● WORK TO BE COMPLETED:
Extend the write-up on building a small Lisp interpreter in Dart, starting right after its last sentence.
[Opening PASSAGE section]
The last function to create unit tests for is list?
which tests for non-empty lists:
test('list?', () {
expect(eval(['list?', ['!', [1, 2]]], R), equals(true));
expect(eval(['list?', ['cons', 1, []]], R), equals(true));
expect(eval(['list?', []], R), equals(false));
expect(eval(['list?', false], R), equals(false));
expect(eval(['list?', 0], R), equals(false));
expect(eval(['list?', ['!', 'a']], R), equals(false));
expect(() => eval(['list?'], R), throwsError);
});
Right now, my implementation needs only 670 characters — including all whitespace that could (and probably should) be stripped for a fair measurement. This feels good.
Conditionals
Let’s implement the next special form: cond
(or ?
as I call it).
But before that, I introduce a variant of eval
called evalN
which evaluates a sequence of expressions and which returns the result of the last evaluation. Without S-expressions, nil
is returned.
evalN(Iterable e, Map r) {
return e.fold([], (_, e) => eval(e, r));
}
The ?
special form will take any number of S-expressions which must be lists that start with a predicate (something that evaluates to a boolean value) and continue with any number of S-expressions which are then evaluated by evalN
. I add the code to evalList
:
evalList(List e, Map r) {
if (e[0] == '!') return e[1];
if (e[0] == '?') {
for (e in e.skip(1))
if (eval(e[0], r)) return evalN(e.skip(1), r);
return [];
}
e = e.map((e) => eval(e, r)).toList();
return e[0](e);
}
It’s funny how the unit tests are much larger than the actual implementation:
group('cond', () {
var r = {'': R, 'a': 1};
test('empty', () {
expect(eval(['?'], r), equals([]));
});
test('single true', () {
expect(eval(['?', [true, 1]], r), equals(1));
expect(eval(['?', [true]], r), equals([]));
});
test('single false', () {
expect(eval(['?', [false, 1]], r), equals([]));
expect(eval(['?', [false]], r), equals([]));
});
test('first true', () {
expect(eval(['?', [true, 1], [true, 2]], r), equals(1));
expect(eval(['?', [true, 1], [false, 2]], r), equals(1));
});
test('second true', () {
expect(eval(['?', [false, 1], [true, 2]], r), equals(2));
});
test('multiple cases', () {
expect(eval(['?',
[['=', 'a', 0], 0],
[['=', 'a', 1], 1],
[['=', 'a', 2], 2]], r), equals(1));
});
test('errors', () {
expect(() => eval(['?', 3], r), throwsError);
expect(() => eval(['?', []], r), throwsError);
});
});
BTW, I also experimented with replacing the for
loop by a clever iterable expression, but the result gets longer than the straight forward solution (mainly because of the cast I had to introduce — otherwise the Dart compiler insists in e
being of type List<String>
):
return evalN(e.cast<dynamic>().skip(1).firstWhere(
(e) => eval(e[0], r),
orElse: () => [[]]).skip(1), r);
User-Defined Functions
Let’s tackle fn
next. This returns a Dart Function
which, when called like all other built-in functions, will create a new environment chained to the environment present at the time of the definition of fn
in which the formal parameters of fn
are bound to the evaluated arguments. And because I don’t use cons cells, I don’t have improper lists and therefore cannot use the same syntax as Scheme for a rest argument. Therefore, the special parameter name &
plays this role.
[Closing PASSAGE section]
[Opening RECORDED DATA section]
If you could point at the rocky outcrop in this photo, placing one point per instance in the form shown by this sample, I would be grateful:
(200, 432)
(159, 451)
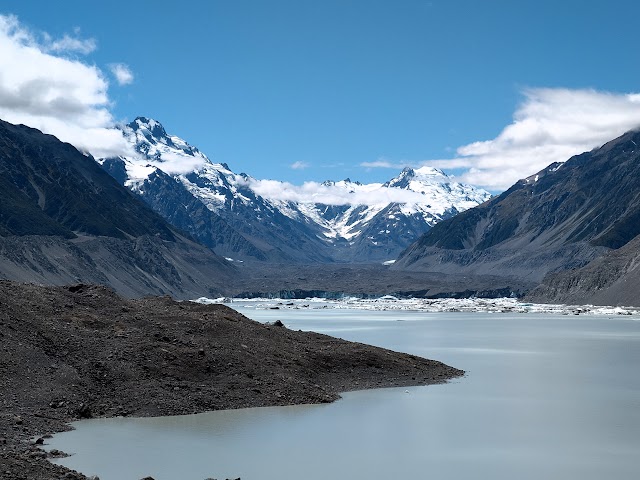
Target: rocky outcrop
(562, 218)
(78, 351)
[Closing RECORDED DATA section]
● TASK RESPONSE:
The implementation is added to evalList
as before:
evalList(List e, Map r) {
...
if (e[0] == 'fn') {
var f = [e[0]] + e[1];
return (p) {
Map n = {'': r};
for (var i = 1; i < f.length; i++)
n[f[i]] = f[i] == '&' ? p.sublist(i) : p[i];
return evalN(e.skip(2), n);
};
}
e = e.map((e) => eval(e, r)).toList();
return e[0](e);
}
Instead of the for
loop, I’d love to have used something like zip(f, p)
but Dart has no such function — probably because Dart has no statically typed tuple type. This makes me sad…
Let’s break it down:
e[0]
is the symbolfn
.e[1]
must be a list of formal parameters which must be symbols (not checked).f
is the list of formal parameters with a dummy first element so that it matches the arguments. I usee[0]
instead of something shorter because Dart’s type inference otherwise is too clever and mistypes my list.e[2],...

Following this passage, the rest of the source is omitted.